[Отрывок]
§ §
Мне кажется, умозрительной проверкой могло бы быть простое присоединение начального слова/словосочетания к глаголу - или, вернее, смысловой вершине предложения, чтобы протестировать его в роли присущего данной семантике обстоятельства:
По теореме Пифагора квадрат гипотенузы равен сумме квадратов катетов = равен по Теореме Пифагора.
По преданию, в этом замке ели человечину = Ели человечину по преданию 

Вообще, мне сдается, в предложении есть уровень рисуемого образа, а есть уровень контрольной, управляющей информации. На эту же тему:  "В здании находились следующие граждане: Иванов, Петров и Сидоров". Граждане никуда не следовали, следуют только слова, их обозначающие.


----------



## Diusha

Спасибо, вроде проясняется. Хотя, пока не на 100%.



nizzebro said:


> Мне кажется, умозрительной проверкой могло бы быть простое присоединение начального слова/словосочетания к глаголу - или, вернее, смысловой вершине предложения, чтобы протестировать его в роли присущего данной семантике обстоятельства


Минут 10 бился над этой фразой.


nizzebro said:


> Вообще, мне сдается, в предложении есть уровень рисуемого образа, а есть уровень контрольной, управляющей информации.


А это так и не осилил. *nizzebro*, здесь не все с филологическим образованием 



Vovan said:


> "По преданию" относится к группе вводных слов, с помощью которых сообщают _источник информации_. "Теорема" - вовсе не источник информации, а почти что "правило"


Мне вот видится, что и теорема и формула (25) – как раз источники информации. Вот определение – правило. 
Откуда мы знаем, что  квадрат гипотенузы равен сумме квадратов катетов? Из теоремы Пифагора.
Правда, возможно, я смотрю на это с несколько другой стороны, чем Вы – с позиции математика (хоть я и не математик), а не лингвиста.


----------



## Rosett

Diusha said:


> Спасибо, вроде проясняется. Хотя, пока не на 100%.
> 
> 
> Минут 10 бился над этой фразой.
> Мне вот видится, что и теорема и формула (25) – как раз источники информации. Вот определение – правило.
> Откуда мы знаем, что  квадрат гипотенузы равен сумме квадратов катетов? Из теоремы Пифагора.
> Правда, возможно, я смотрю на это с несколько другой стороны, чем Вы – с позиции математика (хоть я и не математик), а не лингвиста.


«По теореме» - это неотъемлемая часть вашей фразы: если её убрать, потеряется главный смысл сказанного, в то время как «по преданию» можно убрать, не теряя смысла.
Для наглядности можно скомбинировать всё это в одной фразе:
«По слухам, по теореме Пифагора квадрат гипотенузы равен сумме квадратов катетов».
§ §
[Записанные данные]
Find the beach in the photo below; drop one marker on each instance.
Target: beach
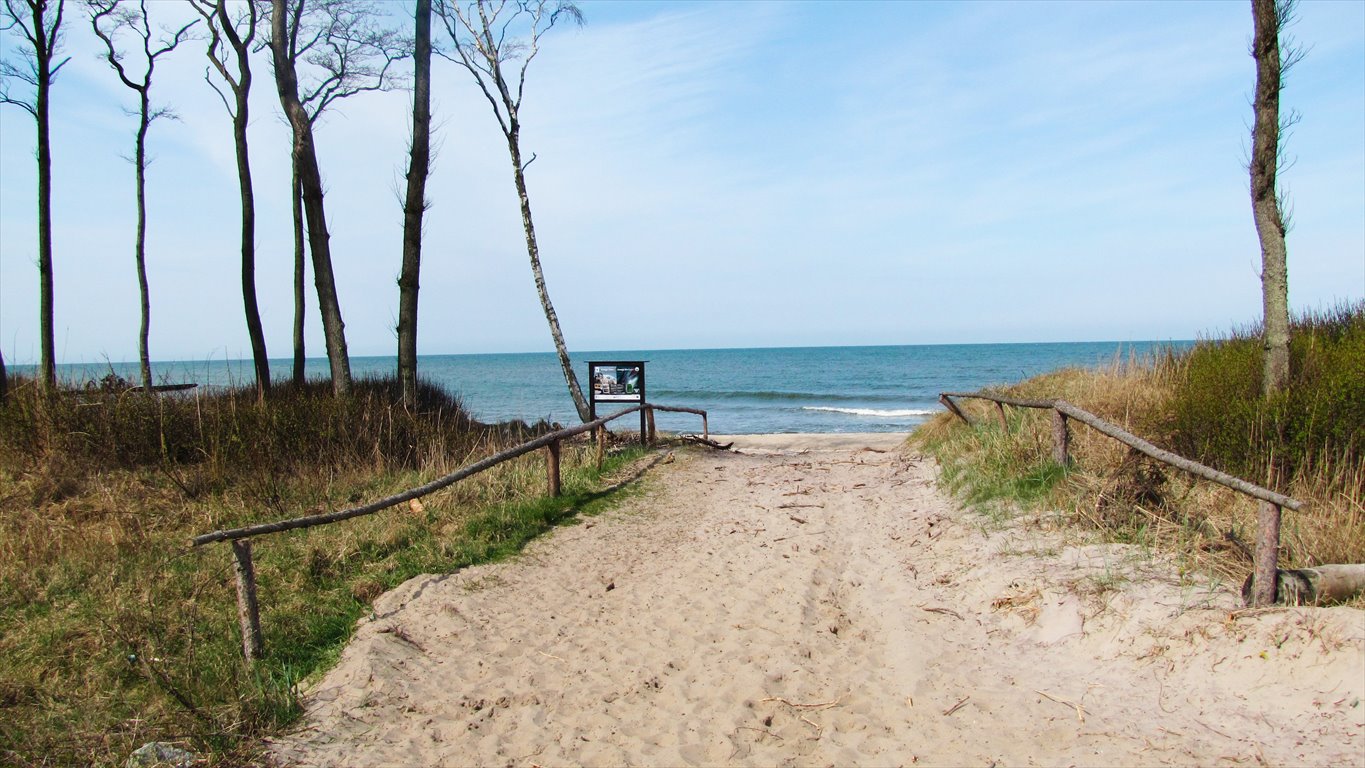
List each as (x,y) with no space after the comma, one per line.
(818,599)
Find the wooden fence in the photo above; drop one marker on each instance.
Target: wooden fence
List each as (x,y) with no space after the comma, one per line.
(1266,570)
(249,614)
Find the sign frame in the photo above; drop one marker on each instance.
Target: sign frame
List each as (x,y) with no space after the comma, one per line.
(617,381)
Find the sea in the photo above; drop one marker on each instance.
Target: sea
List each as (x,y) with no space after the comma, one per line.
(769,390)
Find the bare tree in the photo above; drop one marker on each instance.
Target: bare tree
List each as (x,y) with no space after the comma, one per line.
(1272,60)
(37,23)
(231,36)
(343,51)
(483,41)
(415,203)
(112,19)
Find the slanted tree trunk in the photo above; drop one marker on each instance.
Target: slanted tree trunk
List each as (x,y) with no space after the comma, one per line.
(414,206)
(534,253)
(1266,209)
(483,36)
(299,293)
(223,27)
(260,358)
(310,180)
(141,250)
(48,341)
(111,19)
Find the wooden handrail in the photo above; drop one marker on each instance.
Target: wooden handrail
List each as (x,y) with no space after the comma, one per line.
(1143,446)
(249,613)
(1264,579)
(411,493)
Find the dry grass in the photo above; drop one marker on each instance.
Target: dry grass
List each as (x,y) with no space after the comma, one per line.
(1129,497)
(118,632)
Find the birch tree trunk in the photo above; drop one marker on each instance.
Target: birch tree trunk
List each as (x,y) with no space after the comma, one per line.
(299,293)
(533,250)
(1266,209)
(414,206)
(224,27)
(141,250)
(310,180)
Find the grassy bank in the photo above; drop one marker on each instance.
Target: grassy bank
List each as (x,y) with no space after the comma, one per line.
(1204,404)
(118,633)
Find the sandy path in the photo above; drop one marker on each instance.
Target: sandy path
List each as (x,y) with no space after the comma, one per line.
(830,607)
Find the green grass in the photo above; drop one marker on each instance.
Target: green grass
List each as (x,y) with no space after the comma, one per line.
(1204,404)
(116,632)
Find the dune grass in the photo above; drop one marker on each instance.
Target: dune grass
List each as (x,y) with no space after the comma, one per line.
(1204,404)
(116,632)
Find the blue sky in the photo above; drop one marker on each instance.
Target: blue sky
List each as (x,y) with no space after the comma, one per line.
(733,175)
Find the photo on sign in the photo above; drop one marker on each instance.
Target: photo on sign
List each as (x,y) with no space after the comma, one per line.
(616,382)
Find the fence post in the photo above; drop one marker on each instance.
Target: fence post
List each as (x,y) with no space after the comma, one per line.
(601,445)
(249,613)
(1266,579)
(552,467)
(1061,439)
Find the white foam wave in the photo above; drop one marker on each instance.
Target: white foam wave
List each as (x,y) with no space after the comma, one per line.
(887,414)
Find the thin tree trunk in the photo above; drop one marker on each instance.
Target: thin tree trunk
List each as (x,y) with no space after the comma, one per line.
(299,293)
(260,358)
(1266,210)
(310,179)
(415,203)
(141,255)
(533,250)
(48,351)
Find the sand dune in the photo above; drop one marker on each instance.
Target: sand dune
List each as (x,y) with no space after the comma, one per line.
(818,600)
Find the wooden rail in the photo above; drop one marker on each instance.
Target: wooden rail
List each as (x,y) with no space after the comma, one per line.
(1264,576)
(249,613)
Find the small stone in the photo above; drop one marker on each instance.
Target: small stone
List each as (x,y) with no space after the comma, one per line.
(161,753)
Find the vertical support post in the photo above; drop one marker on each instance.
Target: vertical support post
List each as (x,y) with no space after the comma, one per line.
(1266,577)
(601,445)
(1061,439)
(552,467)
(947,403)
(249,613)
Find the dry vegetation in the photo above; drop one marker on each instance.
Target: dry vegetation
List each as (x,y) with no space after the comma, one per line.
(118,633)
(1203,404)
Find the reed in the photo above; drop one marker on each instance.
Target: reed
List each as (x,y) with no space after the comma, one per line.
(118,632)
(1204,404)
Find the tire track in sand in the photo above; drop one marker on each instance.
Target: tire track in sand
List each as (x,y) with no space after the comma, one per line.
(758,609)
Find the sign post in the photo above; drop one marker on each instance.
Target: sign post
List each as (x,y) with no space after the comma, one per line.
(619,381)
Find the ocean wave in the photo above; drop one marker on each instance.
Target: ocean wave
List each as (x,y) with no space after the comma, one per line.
(887,414)
(696,394)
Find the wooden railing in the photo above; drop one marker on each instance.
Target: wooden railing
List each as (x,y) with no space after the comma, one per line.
(1264,574)
(249,613)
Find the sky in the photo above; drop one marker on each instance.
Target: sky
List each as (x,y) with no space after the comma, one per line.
(728,175)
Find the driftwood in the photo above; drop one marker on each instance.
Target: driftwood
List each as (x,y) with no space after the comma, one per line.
(1320,585)
(706,442)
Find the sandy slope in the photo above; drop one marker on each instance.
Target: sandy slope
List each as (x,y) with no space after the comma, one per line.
(811,602)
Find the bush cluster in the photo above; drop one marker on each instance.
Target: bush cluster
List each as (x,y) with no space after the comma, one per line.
(1219,416)
(231,430)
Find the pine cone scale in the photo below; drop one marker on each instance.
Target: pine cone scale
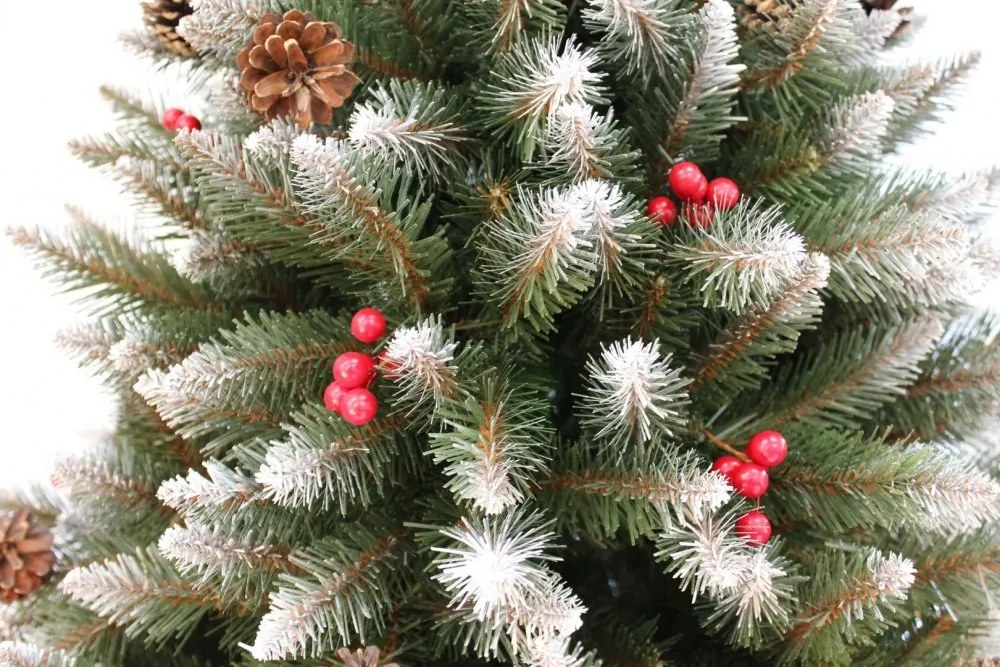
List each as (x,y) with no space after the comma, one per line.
(162,18)
(26,556)
(279,84)
(312,37)
(297,66)
(276,48)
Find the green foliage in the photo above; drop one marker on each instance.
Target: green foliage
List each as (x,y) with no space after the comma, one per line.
(559,369)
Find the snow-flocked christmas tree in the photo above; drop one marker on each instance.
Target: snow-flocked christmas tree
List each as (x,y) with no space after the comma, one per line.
(588,406)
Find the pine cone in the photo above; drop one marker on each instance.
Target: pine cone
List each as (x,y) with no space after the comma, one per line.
(869,5)
(368,658)
(887,6)
(753,13)
(27,557)
(297,66)
(162,18)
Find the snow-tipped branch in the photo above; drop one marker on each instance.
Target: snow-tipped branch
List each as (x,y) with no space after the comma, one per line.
(493,446)
(743,258)
(342,592)
(826,390)
(634,396)
(531,83)
(750,588)
(737,358)
(409,126)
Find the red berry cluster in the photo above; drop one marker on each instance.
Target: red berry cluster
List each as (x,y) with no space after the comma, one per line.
(353,372)
(700,197)
(177,119)
(765,450)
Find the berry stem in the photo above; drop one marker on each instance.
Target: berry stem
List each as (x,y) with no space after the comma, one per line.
(725,446)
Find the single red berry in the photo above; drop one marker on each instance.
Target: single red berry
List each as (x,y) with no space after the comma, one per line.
(188,122)
(750,480)
(723,193)
(699,215)
(768,448)
(353,369)
(754,527)
(662,210)
(358,407)
(687,182)
(368,325)
(170,117)
(726,466)
(332,396)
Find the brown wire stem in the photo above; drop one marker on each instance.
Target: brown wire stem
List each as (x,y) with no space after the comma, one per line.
(725,446)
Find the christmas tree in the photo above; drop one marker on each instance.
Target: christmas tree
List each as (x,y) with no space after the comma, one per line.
(525,332)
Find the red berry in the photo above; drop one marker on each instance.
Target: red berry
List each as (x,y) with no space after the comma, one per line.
(754,527)
(750,480)
(687,182)
(353,369)
(332,396)
(662,210)
(358,407)
(699,215)
(768,448)
(170,117)
(188,122)
(726,466)
(723,193)
(368,325)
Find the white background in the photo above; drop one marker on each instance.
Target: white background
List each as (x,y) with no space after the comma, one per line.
(50,95)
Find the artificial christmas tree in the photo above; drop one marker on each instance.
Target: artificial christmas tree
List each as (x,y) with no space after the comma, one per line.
(520,469)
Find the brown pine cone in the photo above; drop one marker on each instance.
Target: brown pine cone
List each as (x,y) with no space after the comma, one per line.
(162,18)
(754,13)
(297,66)
(27,557)
(368,658)
(870,5)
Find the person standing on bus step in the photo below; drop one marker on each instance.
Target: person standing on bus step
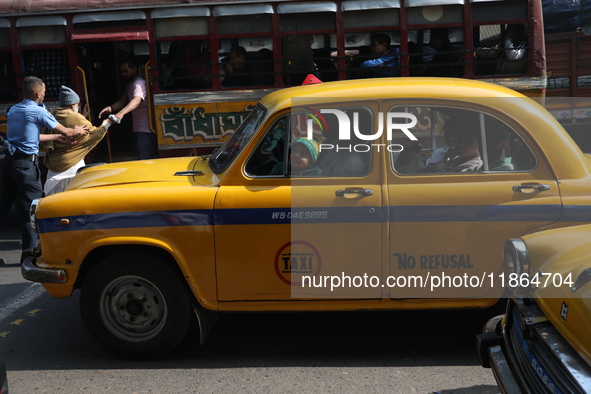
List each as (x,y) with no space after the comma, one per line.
(240,73)
(387,61)
(134,100)
(20,179)
(63,160)
(446,60)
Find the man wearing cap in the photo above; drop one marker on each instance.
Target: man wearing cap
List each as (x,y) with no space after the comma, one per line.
(20,179)
(62,159)
(387,61)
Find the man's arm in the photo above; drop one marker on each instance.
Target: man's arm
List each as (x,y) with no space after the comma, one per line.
(56,137)
(109,109)
(68,132)
(133,104)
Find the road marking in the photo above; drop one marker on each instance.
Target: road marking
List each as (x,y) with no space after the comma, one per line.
(24,298)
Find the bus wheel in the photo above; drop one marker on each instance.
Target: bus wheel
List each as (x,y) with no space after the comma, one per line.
(134,305)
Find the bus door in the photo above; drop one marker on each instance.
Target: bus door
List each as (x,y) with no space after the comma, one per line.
(99,55)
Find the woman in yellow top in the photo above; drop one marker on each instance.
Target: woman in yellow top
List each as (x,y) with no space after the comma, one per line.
§ §
Напишите продолжение приведенного выше форумного обсуждения о том, можно ли считать оборот «по теореме Пифагора» вводным, как «по преданию», начиная сразу после его последнего предложения.

----------



## nizzebro

Diusha said:


> А это так и не осилил. *@nizzebro*, здесь не все с филологическим образованием


Я - точно нет (скорее программист), потому, может быть, косноязычен. Ну возьмите простое "По моему мнению, ....". После запятой вам нарисуют некий образ, который можно себе представить. А "по моему мнению" - это некая модальная информация о _самом этом образе_ - например, достоверности предоставляемой информации (а "например" - о релевантности её в контексте). Если следовать такой логике ("_Если следовать такой логике_"_ тоже - информация такого рода_), некоторые слова,  как мне кажется, можно выделять запятой в зависимости от того, к чему они относятся (другое дело, что это может звучать неуклюже:  "В конечном счёте, собаки не любят кошек").


----------



## Vovan

Diusha said:


> Мне вот видится, что и теорема и формула (25) – как раз источники информации. Вот определение – правило.
> Откуда мы знаем, что квадрат гипотенузы равен сумме квадратов катетов? Из теоремы Пифагора.


Сколько же, по-вашему, может быть "источников информации" о связи катетов и гипотенузы прямоугольного треугольника? Математика не плодит лишних сущностей...

Когда мы говорим "по теореме...", то ссылаемся на уже доказанное утверждение, мало чем отличающееся от аксиоматически вводимых (например, определения) в той системе математики, в которой в данный момент работаем.

Возвращаясь к вашим примерам:
*"по теореме X мы имеем"*_ = "из теоремы X мы (уже) имеем"_ (т.е. доказывать не нужно)​*"по определению 0!=1"*_ ≈ "аксиоматически 0!=1"_​


----------



## nizzebro

Дело не в источниках информации, а в том, являются ли эти начальные слова уточнением _внутреннего _смысла предложения -  или же они есть часть _внешней _аргументации рассказчика:
"Наконец они его догнали."  _Внутри описываемой картины, _они бежали, бежали -  и вот они его догнали.
"Наконец, они его догнали." _Рассказчик _приводит разные аргументы - и вот теперь привёл, как аргумент, фразу "они его догнали".

А  _"_по теореме такой-то_" _всегда ссылается _на смысл внутри фразы _(где что-то чему-то равняется и.т.п.).  Теорему Пифагора нельзя оторвать от её определения, она - просто имя для описываемого ей тождества.  "По теореме" не может быть описанием _самой фразы _как_ аргумента речи, _иначе вы могли бы сказать "По теореме Пифагора, кошки едят мышей" (как если бы вы опирались на эту теорему для последующего своего утверждения: "В соответствии с теоремой, я утверждаю, что...").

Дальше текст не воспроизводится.